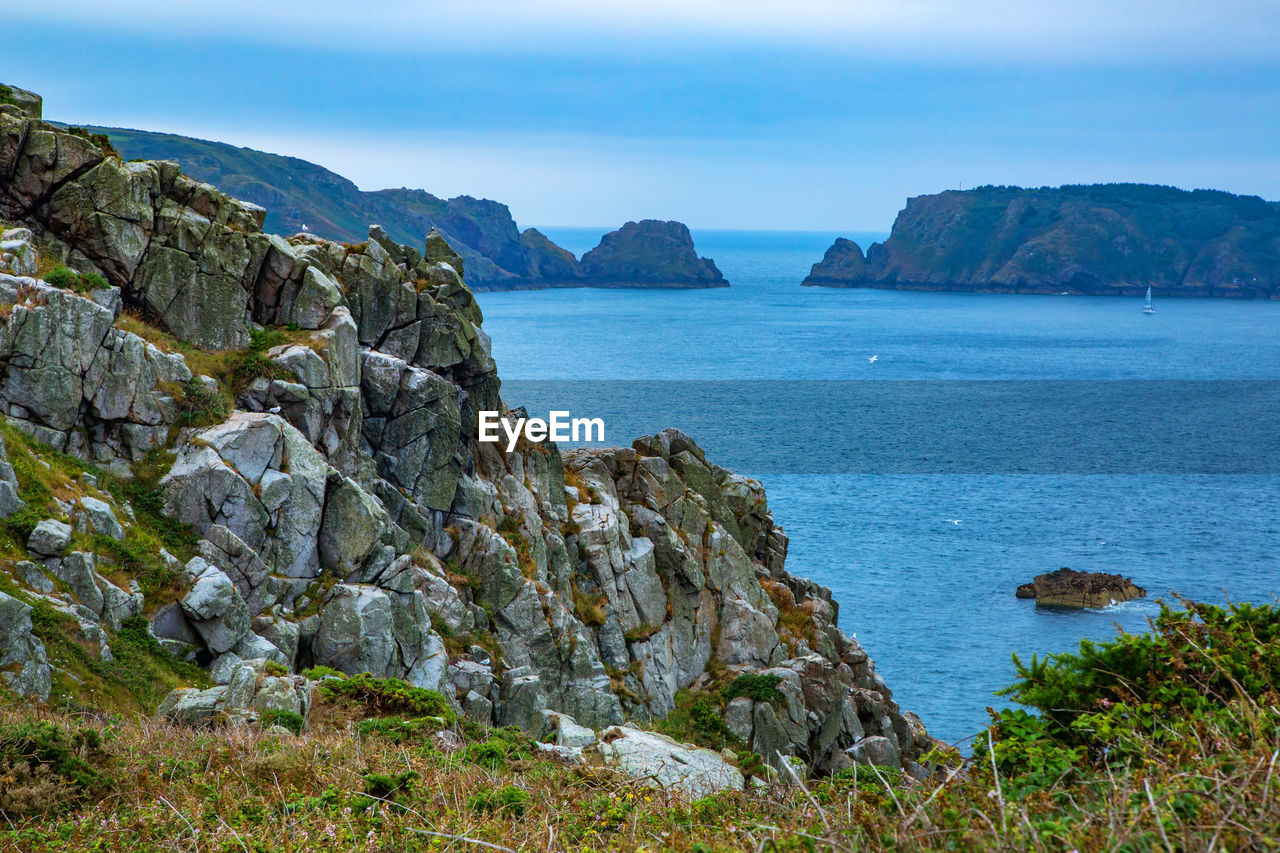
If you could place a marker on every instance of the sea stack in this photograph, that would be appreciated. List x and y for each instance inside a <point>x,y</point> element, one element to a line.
<point>1070,588</point>
<point>1114,240</point>
<point>649,254</point>
<point>844,265</point>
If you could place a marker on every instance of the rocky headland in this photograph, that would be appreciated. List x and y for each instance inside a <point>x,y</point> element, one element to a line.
<point>301,196</point>
<point>1101,238</point>
<point>259,455</point>
<point>1072,588</point>
<point>649,254</point>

━━━

**Work to do**
Output every one of the records above as a Markdown table with the columns Row and Line. Give each nonblank line its own numbered row in order, skip blank lines, and leave the pictures out.

**Completed task**
| Row | Line |
|---|---|
| 1 | If you could place a marker on every instance of the sea stack in this photograph, that would be appreciated. List x and y for each instance inside a <point>x,y</point> element, one element to a line. |
| 2 | <point>1070,588</point> |
| 3 | <point>1114,240</point> |
| 4 | <point>649,254</point> |
| 5 | <point>844,265</point> |
| 6 | If you could place a marker on every instance of the rocky headland in this photograph, that would be appreciated. List x and y for each instance inside a <point>x,y</point> element, one element to a line. |
| 7 | <point>301,196</point> |
| 8 | <point>1101,238</point> |
| 9 | <point>259,455</point> |
| 10 | <point>1072,588</point> |
| 11 | <point>649,254</point> |